- **Short exercise 1**
Reproduce the passage of the Arvid Fladmoe biography below word for word, from "On 20 February" to "nuclear weapons programme.".

+++ Document segment

Arvid Fladmoe (May 8, 1915 – November 18, 1993) was a Norwegian composer and conductor. He was particularly known for his work as conductor of opera and operetta.

Background
Arvid Emil Fladmoe was born in Oslo, Norway.  His parents were Victor Emil Fladmoe (died 1957) and Valborg Fladmoe (1892-1971).  He trained with Carl Flesch at the Royal Academy of Music  in London. He also studied with Max Rostal in Oslo.

Career
His solo debut as a violinist took place during November 1933 in the Ceremony Hall of the University of Oslo (Universitetets Aula). In 1938, he was appointed concertmaster of the  Bergen Philharmonic Orchestra where he stayed for two years. During World War II,  he taught at the  Barratt Dues  Music Institute which had been  founded and was operated by his wife's parents,  Mary Louise Barratt Due (1888–1969) and Henrik Adam Due (1891-1966).

On 20 February 1944, Flame was aboard the ferry D/F Hydro when it was sunk in a commando operation. The Hydro was carrying heavy water that would have been used in Nazi Germany's nuclear weapons programme.

++++++
+++ Dataset entries

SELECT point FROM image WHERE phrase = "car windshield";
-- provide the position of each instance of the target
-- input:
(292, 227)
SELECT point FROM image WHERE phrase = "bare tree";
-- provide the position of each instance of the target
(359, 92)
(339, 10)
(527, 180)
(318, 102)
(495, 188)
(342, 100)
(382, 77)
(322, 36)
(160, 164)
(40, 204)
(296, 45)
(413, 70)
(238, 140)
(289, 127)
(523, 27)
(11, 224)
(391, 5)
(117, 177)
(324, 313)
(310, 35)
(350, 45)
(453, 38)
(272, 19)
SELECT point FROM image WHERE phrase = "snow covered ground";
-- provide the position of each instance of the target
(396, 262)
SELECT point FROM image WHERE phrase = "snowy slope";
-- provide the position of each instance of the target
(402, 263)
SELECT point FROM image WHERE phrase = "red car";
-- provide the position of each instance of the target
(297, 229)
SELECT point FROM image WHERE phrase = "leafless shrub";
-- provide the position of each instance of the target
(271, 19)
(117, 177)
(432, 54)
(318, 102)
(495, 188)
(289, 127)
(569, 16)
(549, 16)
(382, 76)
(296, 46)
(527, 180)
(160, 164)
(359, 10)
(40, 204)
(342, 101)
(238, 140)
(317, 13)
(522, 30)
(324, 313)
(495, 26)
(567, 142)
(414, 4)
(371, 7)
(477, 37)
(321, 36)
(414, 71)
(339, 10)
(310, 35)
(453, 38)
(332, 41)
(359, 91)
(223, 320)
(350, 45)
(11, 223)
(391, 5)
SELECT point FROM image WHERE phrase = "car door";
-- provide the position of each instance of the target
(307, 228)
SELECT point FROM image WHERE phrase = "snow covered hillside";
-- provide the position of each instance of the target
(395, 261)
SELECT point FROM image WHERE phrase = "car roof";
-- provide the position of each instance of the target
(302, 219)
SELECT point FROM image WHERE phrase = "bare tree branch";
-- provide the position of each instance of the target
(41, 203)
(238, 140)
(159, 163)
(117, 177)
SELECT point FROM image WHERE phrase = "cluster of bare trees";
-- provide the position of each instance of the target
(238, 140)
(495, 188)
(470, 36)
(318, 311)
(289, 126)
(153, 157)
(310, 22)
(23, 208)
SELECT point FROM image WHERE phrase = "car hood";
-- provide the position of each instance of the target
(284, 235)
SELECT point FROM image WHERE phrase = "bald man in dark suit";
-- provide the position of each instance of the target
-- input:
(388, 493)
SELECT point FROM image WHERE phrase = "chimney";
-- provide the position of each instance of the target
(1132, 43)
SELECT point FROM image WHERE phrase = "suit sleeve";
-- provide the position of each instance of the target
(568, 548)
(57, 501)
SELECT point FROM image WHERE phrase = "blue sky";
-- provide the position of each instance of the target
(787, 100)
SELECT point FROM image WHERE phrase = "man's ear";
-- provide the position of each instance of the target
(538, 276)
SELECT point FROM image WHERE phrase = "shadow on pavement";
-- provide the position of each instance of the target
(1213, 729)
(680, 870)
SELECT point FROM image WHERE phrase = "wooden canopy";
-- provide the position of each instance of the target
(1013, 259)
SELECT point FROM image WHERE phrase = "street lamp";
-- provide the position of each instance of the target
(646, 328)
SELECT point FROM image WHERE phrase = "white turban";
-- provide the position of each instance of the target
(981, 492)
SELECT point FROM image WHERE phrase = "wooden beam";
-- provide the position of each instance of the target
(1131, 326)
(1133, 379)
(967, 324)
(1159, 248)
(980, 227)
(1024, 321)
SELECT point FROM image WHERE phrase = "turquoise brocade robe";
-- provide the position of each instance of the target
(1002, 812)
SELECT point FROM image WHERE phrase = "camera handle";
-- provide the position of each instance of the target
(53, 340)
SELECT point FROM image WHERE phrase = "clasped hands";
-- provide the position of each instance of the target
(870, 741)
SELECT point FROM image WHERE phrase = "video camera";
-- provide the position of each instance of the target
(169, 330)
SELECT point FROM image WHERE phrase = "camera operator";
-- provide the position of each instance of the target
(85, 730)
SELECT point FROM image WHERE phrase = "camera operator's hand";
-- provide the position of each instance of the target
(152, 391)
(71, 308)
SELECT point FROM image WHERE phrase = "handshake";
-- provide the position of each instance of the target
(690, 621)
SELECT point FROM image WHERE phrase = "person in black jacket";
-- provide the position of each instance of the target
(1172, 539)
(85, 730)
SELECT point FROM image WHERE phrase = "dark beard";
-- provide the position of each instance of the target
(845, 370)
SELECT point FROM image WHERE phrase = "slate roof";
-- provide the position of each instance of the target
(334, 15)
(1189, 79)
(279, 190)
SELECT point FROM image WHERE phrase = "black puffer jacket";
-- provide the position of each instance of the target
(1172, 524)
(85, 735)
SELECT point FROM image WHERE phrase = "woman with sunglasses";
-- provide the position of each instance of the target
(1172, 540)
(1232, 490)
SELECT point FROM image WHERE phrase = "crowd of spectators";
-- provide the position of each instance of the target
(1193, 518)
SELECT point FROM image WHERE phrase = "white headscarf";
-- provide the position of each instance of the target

++++++

- **Short exercise 2**
Identify each line of the listing above that contains the word "roof", and copy all such lines.

- **Correct output 1**
On 20 February 1944, Flame was aboard the ferry D/F Hydro when it was sunk in a commando operation. The Hydro was carrying heavy water that would have been used in Nazi Germany's nuclear weapons programme.

- **Correct output 2**
SELECT point FROM image WHERE phrase = "car roof";
SELECT point FROM image WHERE phrase = "slate roof";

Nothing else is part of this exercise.